Exercise description: The line containing "Target: circular seal on building" marks the start; repeat it and every following line exactly through the end of the entries.

Referring expression pointing data:
*** Begin section ***

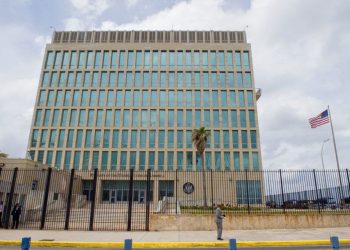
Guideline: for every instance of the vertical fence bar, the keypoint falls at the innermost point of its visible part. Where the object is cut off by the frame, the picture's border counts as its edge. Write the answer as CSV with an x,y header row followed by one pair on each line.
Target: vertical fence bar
x,y
247,191
212,191
46,197
69,201
131,185
284,207
317,199
93,201
148,198
9,203
176,191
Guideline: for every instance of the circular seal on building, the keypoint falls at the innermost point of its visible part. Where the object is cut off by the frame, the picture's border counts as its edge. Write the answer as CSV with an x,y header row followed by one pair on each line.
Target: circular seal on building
x,y
188,188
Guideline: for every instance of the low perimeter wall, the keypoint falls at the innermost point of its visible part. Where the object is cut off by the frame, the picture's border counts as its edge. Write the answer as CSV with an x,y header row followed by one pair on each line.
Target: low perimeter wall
x,y
236,222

*** End section ***

Output of the task:
Target: circular seal on building
x,y
188,188
Guideline: for every instance of the low perimeter wall, the keypoint falls at the innermost point of its visible part. Where the object is cut off by the frame, the picture's border counts as its edge. Write the answer as CSV with an x,y header row followed by one pair on each line.
Target: low perimeter wall
x,y
236,222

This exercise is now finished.